**What needs to be done:**
In the text below on acceleration, what acceleration does Example 2 give for the object after 1 second?

The instantaneous rate of change of velocity with respect to time is called the acceleration ${a}{\left({t}\right)}$ of the object. Thus, the acceleration function is the derivative of the velocity function and is therefore the second derivative of the position function: ${a}{\left({t}\right)}={v}'{\left({t}\right)}=\frac{{{d}{v}}}{{{d}{t}}}={s}''{\left({t}\right)}=\frac{{{{d}}^{{2}}{s}}}{{{d}{{t}}^{{2}}}}$ .

Example 2. If the position function of the object is ${s}{\left({t}\right)}={3}{{t}}^{{2}}+{\ln{{\left({t}+{1}\right)}}}$ , find the acceleration of the object after $1$ second.

We need to find the second derivative first.

${s}'{\left({t}\right)}={\left({3}{{t}}^{{2}}+{\ln{{\left({t}+{1}\right)}}}\right)}'={6}{t}+\frac{{1}}{{{t}+{1}}}$ .

${s}''{\left({t}\right)}={\left({s}'{\left({t}\right)}\right)}'={\left({6}{t}+\frac{{1}}{{{t}+{1}}}\right)}'={6}-\frac{{1}}{{{\left({t}+{1}\right)}}^{{2}}}$ .

So, the acceleration after $1$ second is ${s}''{\left({1}\right)}={6}-\frac{{1}}{{{\left({1}+{1}\right)}}^{{2}}}={5.75}\ \frac{{m}}{{{s}}^{{2}}}$ .

**Recorded information:**
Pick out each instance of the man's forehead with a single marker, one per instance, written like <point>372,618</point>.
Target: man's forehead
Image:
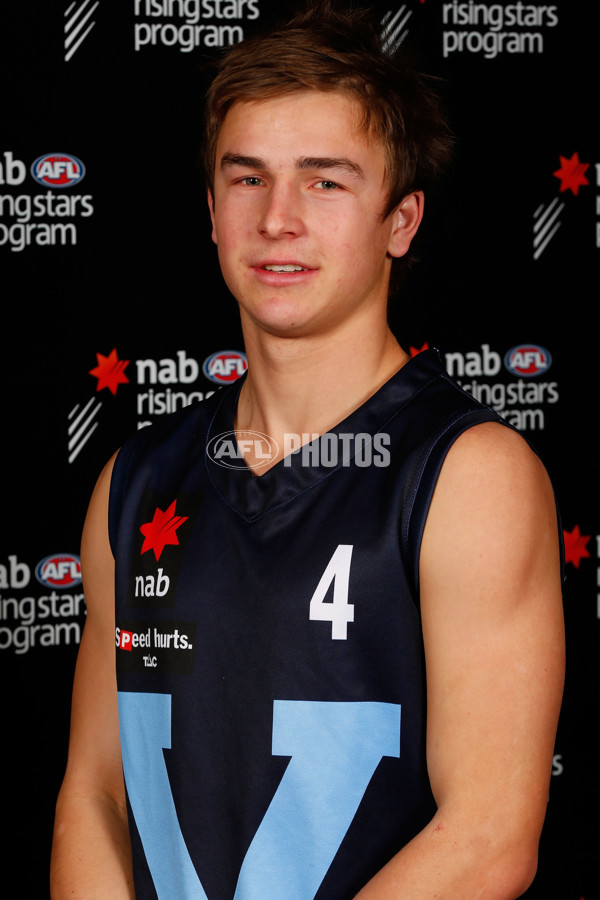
* * *
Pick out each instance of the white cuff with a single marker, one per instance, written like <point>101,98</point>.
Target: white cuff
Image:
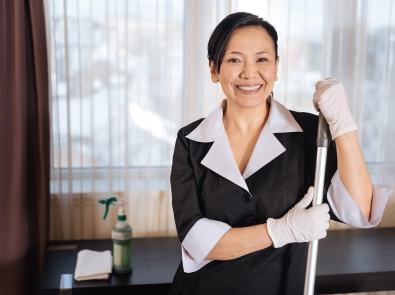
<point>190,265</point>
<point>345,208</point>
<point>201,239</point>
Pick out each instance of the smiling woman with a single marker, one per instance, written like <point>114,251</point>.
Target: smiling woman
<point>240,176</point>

**Right answer:**
5.75 m/s²